> **Raw records**:
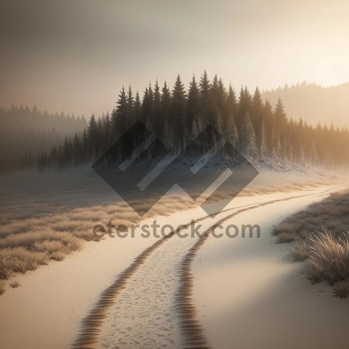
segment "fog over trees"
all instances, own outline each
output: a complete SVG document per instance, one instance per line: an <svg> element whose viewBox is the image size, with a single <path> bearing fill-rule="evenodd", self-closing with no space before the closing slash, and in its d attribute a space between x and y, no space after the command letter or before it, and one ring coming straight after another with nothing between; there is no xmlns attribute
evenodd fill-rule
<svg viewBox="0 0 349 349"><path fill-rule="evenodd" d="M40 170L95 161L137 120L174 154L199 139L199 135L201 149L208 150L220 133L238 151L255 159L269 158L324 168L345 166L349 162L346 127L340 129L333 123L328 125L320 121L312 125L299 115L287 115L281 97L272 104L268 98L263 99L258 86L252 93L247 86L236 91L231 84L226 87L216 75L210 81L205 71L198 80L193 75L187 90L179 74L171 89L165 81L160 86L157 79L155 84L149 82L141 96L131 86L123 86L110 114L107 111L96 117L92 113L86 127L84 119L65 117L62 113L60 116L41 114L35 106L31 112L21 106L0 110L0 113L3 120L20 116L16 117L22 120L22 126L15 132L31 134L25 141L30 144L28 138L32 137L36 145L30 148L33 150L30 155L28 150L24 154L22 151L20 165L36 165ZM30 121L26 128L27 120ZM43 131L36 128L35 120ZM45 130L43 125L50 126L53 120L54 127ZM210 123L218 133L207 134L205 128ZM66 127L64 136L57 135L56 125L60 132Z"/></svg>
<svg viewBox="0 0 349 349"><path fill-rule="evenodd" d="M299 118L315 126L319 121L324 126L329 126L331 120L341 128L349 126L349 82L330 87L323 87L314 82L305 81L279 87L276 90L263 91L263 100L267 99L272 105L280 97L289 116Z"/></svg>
==
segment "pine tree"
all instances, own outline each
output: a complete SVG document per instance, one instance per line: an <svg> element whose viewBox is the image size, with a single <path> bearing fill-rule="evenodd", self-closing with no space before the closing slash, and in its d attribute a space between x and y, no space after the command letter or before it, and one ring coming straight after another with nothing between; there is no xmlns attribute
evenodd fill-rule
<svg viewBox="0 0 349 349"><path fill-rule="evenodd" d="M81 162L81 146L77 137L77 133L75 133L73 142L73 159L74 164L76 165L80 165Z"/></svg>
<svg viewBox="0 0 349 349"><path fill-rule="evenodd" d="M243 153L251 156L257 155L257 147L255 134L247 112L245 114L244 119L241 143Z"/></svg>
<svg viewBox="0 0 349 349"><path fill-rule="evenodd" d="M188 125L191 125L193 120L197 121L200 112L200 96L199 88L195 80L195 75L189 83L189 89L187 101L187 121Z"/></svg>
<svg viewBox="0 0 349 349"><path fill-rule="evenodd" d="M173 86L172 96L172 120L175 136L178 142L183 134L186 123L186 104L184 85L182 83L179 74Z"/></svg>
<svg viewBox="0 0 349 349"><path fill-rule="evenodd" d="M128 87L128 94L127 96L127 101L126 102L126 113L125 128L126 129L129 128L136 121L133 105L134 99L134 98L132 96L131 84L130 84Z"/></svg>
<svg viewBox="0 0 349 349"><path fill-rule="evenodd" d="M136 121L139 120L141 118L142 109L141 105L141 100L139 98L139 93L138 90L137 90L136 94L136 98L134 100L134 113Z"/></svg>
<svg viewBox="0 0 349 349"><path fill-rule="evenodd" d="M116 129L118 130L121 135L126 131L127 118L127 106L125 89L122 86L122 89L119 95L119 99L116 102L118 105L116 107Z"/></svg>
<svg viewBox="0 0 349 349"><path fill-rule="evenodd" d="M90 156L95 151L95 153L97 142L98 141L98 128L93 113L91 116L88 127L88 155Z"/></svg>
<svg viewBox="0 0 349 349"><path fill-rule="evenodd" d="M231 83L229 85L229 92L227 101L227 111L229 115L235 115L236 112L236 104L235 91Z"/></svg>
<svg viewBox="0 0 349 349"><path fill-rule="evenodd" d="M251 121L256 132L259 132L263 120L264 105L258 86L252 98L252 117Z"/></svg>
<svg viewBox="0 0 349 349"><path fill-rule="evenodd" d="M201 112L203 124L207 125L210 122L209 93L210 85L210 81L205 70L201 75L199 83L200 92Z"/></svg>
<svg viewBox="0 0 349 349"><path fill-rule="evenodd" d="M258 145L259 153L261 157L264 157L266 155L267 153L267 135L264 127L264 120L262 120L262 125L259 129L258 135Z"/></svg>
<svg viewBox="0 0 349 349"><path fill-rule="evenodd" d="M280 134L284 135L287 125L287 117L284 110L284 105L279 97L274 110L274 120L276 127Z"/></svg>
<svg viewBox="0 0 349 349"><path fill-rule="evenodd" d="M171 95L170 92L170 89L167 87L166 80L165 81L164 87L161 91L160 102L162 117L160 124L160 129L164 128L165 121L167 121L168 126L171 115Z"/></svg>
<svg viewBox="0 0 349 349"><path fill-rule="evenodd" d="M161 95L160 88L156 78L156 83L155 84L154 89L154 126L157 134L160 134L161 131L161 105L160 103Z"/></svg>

> **Written instruction**: How many lines of the records above contain the word "segment"? Reply with the number alone.

> **Exercise answer**: 2